[Dataset entries]
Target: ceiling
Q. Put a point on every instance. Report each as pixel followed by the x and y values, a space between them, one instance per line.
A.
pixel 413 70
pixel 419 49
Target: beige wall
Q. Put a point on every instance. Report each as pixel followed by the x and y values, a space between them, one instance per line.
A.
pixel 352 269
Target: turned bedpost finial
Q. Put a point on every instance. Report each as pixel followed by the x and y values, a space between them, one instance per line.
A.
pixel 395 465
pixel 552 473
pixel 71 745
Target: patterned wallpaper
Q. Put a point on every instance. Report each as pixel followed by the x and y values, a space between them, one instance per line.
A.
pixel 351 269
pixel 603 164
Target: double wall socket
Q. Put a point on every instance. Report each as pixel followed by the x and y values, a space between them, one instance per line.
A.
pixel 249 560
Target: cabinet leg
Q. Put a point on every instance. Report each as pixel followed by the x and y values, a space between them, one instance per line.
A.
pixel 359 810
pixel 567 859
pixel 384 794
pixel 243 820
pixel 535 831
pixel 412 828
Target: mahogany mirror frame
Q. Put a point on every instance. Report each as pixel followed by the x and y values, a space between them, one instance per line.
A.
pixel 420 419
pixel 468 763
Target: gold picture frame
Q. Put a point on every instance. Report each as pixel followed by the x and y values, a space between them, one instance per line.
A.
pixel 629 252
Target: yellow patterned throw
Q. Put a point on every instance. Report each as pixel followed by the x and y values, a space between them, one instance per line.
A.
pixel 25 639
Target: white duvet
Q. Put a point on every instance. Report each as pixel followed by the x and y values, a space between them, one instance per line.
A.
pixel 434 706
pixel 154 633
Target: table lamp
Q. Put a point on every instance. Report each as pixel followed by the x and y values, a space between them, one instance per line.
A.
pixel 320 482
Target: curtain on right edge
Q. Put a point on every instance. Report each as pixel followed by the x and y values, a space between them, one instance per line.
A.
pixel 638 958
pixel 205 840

■ DIRECTIONS FOR THIS TASK: Return the data in full, exactly as it appears above.

■ ANSWER FOR THIS EXERCISE:
Target: ceiling
Q. Put a point on every instance. Report each as pixel followed by the x and y values, a space between them, one instance per line.
A.
pixel 413 70
pixel 419 49
Target: beige wall
Q. Put a point on every instance. Report each as pixel followed by the x and y values, a space between them, one instance per line.
A.
pixel 352 269
Target: turned bedpost finial
Q. Put a point on every instance. Report each as pixel followed by the x and y values, a space between them, one instance per line.
A.
pixel 395 465
pixel 552 473
pixel 71 745
Target: patterned wallpaper
Q. Put a point on every instance. Report each as pixel followed by the x and y values, a space between them, one instance per line.
A.
pixel 351 269
pixel 603 164
Target: double wall socket
Q. Put a point on every instance. Report each as pixel followed by the x and y values, a space between them, one instance per line.
A.
pixel 249 560
Target: cabinet leg
Q. Put a point on every instance. Report each as pixel followed by the x and y values, a space between them, one instance per line.
A.
pixel 359 810
pixel 567 859
pixel 384 794
pixel 243 820
pixel 535 831
pixel 412 828
Target: mahogany mirror frame
Q. Put a point on every instance. Report each as pixel followed by the x and y values, a space between them, one instance per line.
A.
pixel 420 419
pixel 468 763
Target: gold picture frame
Q. Put a point on every instance. Report each as pixel followed by the x and y values, a space between them, one instance per line.
A.
pixel 629 252
Target: yellow patterned throw
Q. Put a point on every instance. Report each as pixel followed by the x and y values, a space between them, one instance per line.
A.
pixel 25 639
Target: white duvet
Q. Put a point on every instance. Report each as pixel followed by the x and y values, a space between them, one instance per line.
A.
pixel 434 706
pixel 154 633
Target: table lamp
Q. Put a point on every instance. Report each as pixel followed by the x and y values, a space between them, one instance per line.
A.
pixel 320 482
Target: curtain on right edge
Q. Put a point on every instance. Report each as pixel followed by the x and y values, a space between them, one instance per line.
A.
pixel 638 958
pixel 205 840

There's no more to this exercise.